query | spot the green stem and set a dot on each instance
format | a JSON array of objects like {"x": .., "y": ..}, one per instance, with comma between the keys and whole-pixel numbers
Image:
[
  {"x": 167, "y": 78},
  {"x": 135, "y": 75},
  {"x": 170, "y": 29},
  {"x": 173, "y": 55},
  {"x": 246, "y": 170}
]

--------------------

## Task
Reproduce every line of the records above without changing anything.

## Exercise solution
query | spot the green stem and set a dot on each instance
format | a JSON array of objects like {"x": .., "y": ..}, one per instance, with comma between the keys and whole-pixel numbers
Image:
[
  {"x": 167, "y": 78},
  {"x": 135, "y": 75},
  {"x": 170, "y": 29},
  {"x": 173, "y": 55},
  {"x": 246, "y": 170}
]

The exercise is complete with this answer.